▶ [Data]:
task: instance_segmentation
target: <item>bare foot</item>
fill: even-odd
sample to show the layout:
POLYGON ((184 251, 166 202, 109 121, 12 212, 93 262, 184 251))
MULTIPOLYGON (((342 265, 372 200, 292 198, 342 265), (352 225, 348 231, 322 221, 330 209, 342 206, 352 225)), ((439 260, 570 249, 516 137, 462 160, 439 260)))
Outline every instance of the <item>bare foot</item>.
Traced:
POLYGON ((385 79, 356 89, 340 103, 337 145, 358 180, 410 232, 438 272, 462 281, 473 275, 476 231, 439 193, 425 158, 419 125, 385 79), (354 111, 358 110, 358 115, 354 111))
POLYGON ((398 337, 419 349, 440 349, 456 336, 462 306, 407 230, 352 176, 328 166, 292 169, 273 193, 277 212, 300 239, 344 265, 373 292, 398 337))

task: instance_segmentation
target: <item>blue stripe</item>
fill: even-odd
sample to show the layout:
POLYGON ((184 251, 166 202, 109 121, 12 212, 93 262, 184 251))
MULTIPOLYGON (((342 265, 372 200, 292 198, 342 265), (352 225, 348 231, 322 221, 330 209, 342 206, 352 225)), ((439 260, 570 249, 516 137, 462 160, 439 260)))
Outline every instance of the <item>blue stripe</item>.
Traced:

▶ [Your objective]:
Return all lines from the material that contain "blue".

▶ [Result of this task]:
target: <item>blue stripe</item>
Outline every instance of the <item>blue stripe</item>.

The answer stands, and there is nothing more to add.